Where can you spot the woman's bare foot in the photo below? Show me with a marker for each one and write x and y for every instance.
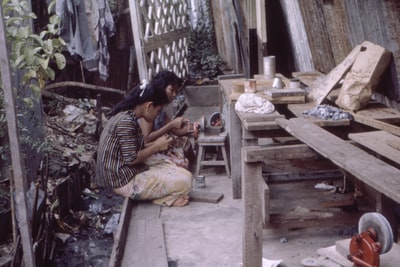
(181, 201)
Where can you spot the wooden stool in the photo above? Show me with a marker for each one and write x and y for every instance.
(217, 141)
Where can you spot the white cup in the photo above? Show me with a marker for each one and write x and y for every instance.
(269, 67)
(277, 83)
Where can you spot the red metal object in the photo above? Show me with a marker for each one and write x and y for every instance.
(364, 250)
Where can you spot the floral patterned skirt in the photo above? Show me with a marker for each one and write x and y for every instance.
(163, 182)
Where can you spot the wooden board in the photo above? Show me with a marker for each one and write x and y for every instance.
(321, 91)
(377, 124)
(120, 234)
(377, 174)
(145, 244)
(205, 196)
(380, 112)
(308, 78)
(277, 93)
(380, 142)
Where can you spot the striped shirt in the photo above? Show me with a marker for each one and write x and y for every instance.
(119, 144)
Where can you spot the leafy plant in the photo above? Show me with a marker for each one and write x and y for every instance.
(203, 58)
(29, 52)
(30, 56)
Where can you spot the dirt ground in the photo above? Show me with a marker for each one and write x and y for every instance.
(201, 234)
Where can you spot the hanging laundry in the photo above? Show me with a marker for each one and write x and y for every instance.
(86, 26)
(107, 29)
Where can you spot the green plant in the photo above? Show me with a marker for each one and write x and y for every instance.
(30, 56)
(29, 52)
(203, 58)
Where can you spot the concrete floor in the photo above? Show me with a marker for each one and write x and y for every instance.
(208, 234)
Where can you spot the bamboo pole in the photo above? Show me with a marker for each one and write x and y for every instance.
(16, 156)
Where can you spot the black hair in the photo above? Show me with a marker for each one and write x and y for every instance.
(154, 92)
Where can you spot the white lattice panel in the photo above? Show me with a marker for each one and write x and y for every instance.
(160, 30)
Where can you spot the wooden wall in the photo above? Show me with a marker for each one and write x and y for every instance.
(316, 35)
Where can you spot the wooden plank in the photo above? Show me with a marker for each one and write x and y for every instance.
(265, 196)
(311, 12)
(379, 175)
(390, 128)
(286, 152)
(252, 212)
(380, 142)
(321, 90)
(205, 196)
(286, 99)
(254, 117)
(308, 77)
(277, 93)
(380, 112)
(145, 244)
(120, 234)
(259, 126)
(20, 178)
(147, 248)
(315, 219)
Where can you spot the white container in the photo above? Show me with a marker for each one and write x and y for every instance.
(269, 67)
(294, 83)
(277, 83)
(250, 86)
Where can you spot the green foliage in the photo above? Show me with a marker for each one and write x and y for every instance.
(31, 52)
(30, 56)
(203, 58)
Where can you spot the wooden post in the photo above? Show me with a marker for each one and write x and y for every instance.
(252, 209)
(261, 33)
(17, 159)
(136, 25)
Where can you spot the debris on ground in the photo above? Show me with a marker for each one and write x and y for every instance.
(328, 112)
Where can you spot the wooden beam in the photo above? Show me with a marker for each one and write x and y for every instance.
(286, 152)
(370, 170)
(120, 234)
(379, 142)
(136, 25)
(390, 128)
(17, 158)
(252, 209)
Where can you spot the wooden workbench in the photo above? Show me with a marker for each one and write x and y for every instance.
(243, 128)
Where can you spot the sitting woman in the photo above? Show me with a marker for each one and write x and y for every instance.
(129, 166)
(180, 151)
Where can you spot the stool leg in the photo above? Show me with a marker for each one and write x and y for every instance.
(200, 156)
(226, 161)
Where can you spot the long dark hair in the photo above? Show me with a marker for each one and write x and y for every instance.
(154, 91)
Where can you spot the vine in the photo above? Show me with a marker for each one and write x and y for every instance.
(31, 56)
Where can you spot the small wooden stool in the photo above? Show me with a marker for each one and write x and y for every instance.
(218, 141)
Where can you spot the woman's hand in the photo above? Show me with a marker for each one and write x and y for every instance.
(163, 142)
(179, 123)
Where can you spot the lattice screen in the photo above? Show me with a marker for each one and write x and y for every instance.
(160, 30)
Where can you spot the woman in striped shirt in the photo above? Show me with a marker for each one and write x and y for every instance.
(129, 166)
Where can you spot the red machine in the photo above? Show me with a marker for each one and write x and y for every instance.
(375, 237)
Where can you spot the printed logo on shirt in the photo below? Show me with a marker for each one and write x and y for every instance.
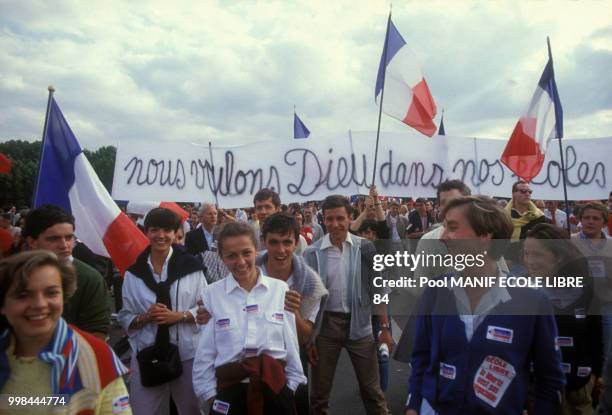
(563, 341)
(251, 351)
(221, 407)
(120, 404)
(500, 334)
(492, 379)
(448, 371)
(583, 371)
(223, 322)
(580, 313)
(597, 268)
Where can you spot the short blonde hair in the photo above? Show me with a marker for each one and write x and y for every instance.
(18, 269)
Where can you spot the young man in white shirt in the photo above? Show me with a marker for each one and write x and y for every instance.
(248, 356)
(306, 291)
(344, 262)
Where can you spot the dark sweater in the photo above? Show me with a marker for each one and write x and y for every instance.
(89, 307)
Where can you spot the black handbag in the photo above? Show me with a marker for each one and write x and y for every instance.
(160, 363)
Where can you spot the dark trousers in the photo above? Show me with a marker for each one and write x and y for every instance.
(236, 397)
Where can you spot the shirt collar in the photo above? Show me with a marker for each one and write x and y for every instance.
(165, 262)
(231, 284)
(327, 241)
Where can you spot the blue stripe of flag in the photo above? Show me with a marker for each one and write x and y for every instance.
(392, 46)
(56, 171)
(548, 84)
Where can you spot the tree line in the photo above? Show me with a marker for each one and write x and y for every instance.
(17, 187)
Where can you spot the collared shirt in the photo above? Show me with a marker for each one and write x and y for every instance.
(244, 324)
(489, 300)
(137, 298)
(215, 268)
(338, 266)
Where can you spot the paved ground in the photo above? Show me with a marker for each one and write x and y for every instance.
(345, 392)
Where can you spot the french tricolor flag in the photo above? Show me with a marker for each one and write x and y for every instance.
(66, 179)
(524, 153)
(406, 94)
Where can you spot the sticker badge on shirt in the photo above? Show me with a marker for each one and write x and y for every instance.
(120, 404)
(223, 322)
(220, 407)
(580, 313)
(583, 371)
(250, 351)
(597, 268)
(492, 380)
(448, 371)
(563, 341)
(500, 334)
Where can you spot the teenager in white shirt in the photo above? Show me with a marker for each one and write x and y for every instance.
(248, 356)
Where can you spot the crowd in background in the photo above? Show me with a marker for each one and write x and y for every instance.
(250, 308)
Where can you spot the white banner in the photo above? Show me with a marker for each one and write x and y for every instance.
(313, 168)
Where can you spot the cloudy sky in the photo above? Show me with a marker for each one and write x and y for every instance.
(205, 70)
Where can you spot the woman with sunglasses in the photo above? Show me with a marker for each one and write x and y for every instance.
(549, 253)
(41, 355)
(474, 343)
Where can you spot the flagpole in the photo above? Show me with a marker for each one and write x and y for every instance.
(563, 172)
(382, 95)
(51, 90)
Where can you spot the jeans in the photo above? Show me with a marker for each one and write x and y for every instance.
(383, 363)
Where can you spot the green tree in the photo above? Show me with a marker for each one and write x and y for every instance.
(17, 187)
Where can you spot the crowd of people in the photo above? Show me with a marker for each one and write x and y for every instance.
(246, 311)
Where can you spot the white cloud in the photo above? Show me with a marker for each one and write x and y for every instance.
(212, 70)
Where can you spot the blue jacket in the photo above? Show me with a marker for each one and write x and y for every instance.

* **ACTIVITY**
Would you give the data above again word for word, minus the pictures?

* **RESPONSE AREA**
Where can you spot the woman's bare foot in the photo below? Show me with a marker for each one and write x and y for every instance.
(181, 201)
Where can you spot the wooden stool in the photo above? Show me with a marker for each one and write x and y for every instance.
(217, 141)
Where can you spot the white cup in the photo above? Show me with a marker for each one and write x and y for every instance.
(269, 67)
(277, 83)
Where can you spot the red metal object in the photo above? Show me with a marker for each one and write x and y for every instance.
(364, 250)
Where can you spot the floral patterned skirt in the photo above? Show me with a marker for each one and write x and y for every instance.
(163, 182)
Where can you spot the wooden board in the photo above? Show me with a marker for each one and write x and y for every instance.
(321, 91)
(377, 124)
(120, 234)
(377, 174)
(145, 244)
(205, 196)
(380, 112)
(308, 78)
(277, 93)
(380, 142)
Where can you spot the striped shirt in the photo above? Show me with a marker for each one and write x and y for every instance.
(119, 144)
Where can you spot the leafy plant in the photo above? Show me with a marker for each one and write x and y for every instance.
(203, 58)
(29, 52)
(30, 56)
Where can you spot the dirt ground in the photo above? Show me with a marker for each one and write x and y for every instance.
(201, 234)
Where can you spot the hanging laundry in the photo above? Show me with a marker for each one and write x and y for every instance.
(86, 26)
(107, 29)
Where can you spot the green plant in the photo above? Show me with a marker for each one and write x and y for every instance.
(30, 56)
(29, 52)
(203, 58)
Where can you spot the concrete floor in the photo above? Show me with a marker for each one and write x and y for every instance.
(208, 234)
Where can you spot the bamboo pole in the photo above? Show me with a marker for each one and write x and y for every instance.
(16, 156)
Where can you spot the black hair in the photo above? Show me with a marker for each one and write x and y for every instance.
(154, 92)
Where can you spot the white lattice panel in the photo above? Show me with a marker for each one and write x and y for every instance.
(160, 30)
Where can you spot the wooden wall in the photo above? Show me with a marker for each one and write x and y for every instance.
(316, 35)
Where can you spot the wooden plank in the photo above? Show me with a marker for each one and write x and y for every instance.
(265, 196)
(311, 12)
(379, 175)
(390, 128)
(286, 152)
(252, 212)
(380, 142)
(321, 90)
(205, 196)
(286, 99)
(254, 117)
(308, 77)
(277, 93)
(380, 112)
(145, 244)
(120, 234)
(259, 126)
(20, 178)
(147, 248)
(315, 219)
Where can you spot the white container in the photo above? Show me with a marker for each one and write x and y for every instance.
(269, 67)
(294, 83)
(277, 83)
(250, 86)
Where can you spot the green foliage in the photo above? Show me with a marker for each one and write x and y for every instance.
(31, 52)
(30, 56)
(203, 58)
Where can you spot the wooden post in the photo above? Show me with a marker for each one and write x and y for every instance.
(252, 209)
(261, 33)
(17, 159)
(136, 25)
Where can you spot the debris on ground in the photo above? Show me with a marker for each one and write x and y for every instance.
(328, 112)
Where can you spot the wooden beam in the photo above? Show me with a marker for each one and write x and y for every instance.
(286, 152)
(370, 170)
(120, 234)
(379, 142)
(136, 25)
(390, 128)
(17, 158)
(252, 209)
Where can you spot the wooden workbench in the photo above? Show me with a marker for each one and write x and y for every instance.
(243, 128)
Where can you spot the sitting woman in the photo above? Show me with a marker for each one and write x and y for every instance.
(129, 166)
(180, 151)
Where can you spot the stool leg in the photo above? Show me with a marker for each one and write x and y for every instance.
(200, 156)
(226, 161)
Where can you spot the long dark hair in the photo above? Show me with a marker for each one and write x and y for every instance.
(154, 91)
Where can you spot the vine in the photo above? Show me with a marker for each one and write x and y for every instance.
(31, 56)
Where can you spot the small wooden stool in the photo above? Show me with a marker for each one and write x and y for every instance.
(218, 141)
Where can you spot the woman's hand in the photo above? Show me with a marker for each one and write x and y for every instance.
(163, 142)
(179, 123)
Where can you spot the lattice screen in the photo above? Show me with a marker for each one and write x and y for every instance.
(160, 30)
Where can you spot the woman in striped shirt in the photo above? Show me with a marker for each one and write x and y for every instance.
(129, 166)
Where can you spot the red machine in the photo above? Show me with a marker for each one and write x and y for every instance.
(375, 237)
Where can you spot the printed logo on shirt in the photo below? Show me with a marker for each one and write x and y for every instance.
(563, 341)
(251, 351)
(221, 407)
(120, 404)
(500, 334)
(492, 379)
(448, 371)
(583, 371)
(223, 322)
(580, 313)
(597, 268)
Where can you spot the short blonde hair in the photo above? Show me with a marker for each one and write x and y for every instance.
(18, 269)
Where can you spot the young man in white shirt in the photo above? Show me with a marker for each one and write x and y for every instance.
(248, 356)
(306, 291)
(344, 262)
Where can you spot the dark sweater in the photo above? Show me with a marker for each one and write x and y for every instance.
(89, 307)
Where can you spot the black handbag in the photo above? Show me with a marker for each one and write x and y for every instance.
(160, 363)
Where can you spot the dark trousers in the photo above? Show me with a marker for each one and write x and y for every instance.
(236, 397)
Where can you spot the shirt collar in the photo above? Show me with a marker for each one and write x and y for every instance.
(165, 262)
(231, 284)
(327, 241)
Where can you spot the blue stripe of flag in the photo above? Show me with a marker for each one and write x and y for every instance.
(392, 46)
(56, 171)
(548, 84)
Where can you spot the tree line in the photo above? Show me with a marker for each one and write x and y for every instance.
(17, 187)
Where can you spot the collared shirt in the photo above? Show me with a marker for each one and write x and y for every instance.
(244, 324)
(489, 300)
(137, 298)
(215, 268)
(338, 266)
Where can you spot the paved ground in the photo above? Show me with a marker for each one and write x and y for every instance.
(345, 392)
Where can you spot the french tricolor flag in the photo above? Show me with a marker for each one and write x and y for every instance.
(66, 179)
(524, 153)
(406, 94)
Where can you spot the sticker badge on shirt in the photo above? Show me with a marker for each one and write x and y for every instance.
(120, 404)
(223, 322)
(220, 407)
(580, 313)
(583, 371)
(250, 351)
(597, 268)
(492, 380)
(448, 371)
(563, 341)
(500, 334)
Where can you spot the teenager in white shirt in the photo above? Show me with a marker for each one and write x and y for every instance.
(248, 356)
Where can you spot the crowd in background in the photo above? Show me with a marker for each one and write x and y for every instance.
(250, 308)
Where can you spot the white banner in the photo above? Show me with a marker for each one and write x and y for every instance.
(313, 168)
Where can you spot the cloudy sky in the photo above? Show me with a marker for each one and write x and y for every instance.
(205, 70)
Where can you spot the woman with sunglasses in the photo above? Show me with a marker for each one and write x and y for every instance.
(549, 253)
(41, 355)
(474, 343)
Where can you spot the flagpole in the photo above? Show me with a marker for each one and write x and y for every instance.
(563, 172)
(382, 95)
(51, 90)
Where can you spot the jeans in the photo above? Show me with a marker for each one and write x and y for every instance.
(383, 363)
Where can you spot the green tree in the photo above? Show me with a marker for each one and write x and y for every instance.
(17, 187)
Where can you spot the crowd of people in the photo above? Show me with a marker for each one and write x and y for every instance.
(246, 311)
Where can you spot the white cloud in the photo above? Show me with a marker for each one and write x and y for every instance.
(212, 70)
Where can you spot the blue jacket in the photo above? Show me with a marker for each one and write x and y for every instance.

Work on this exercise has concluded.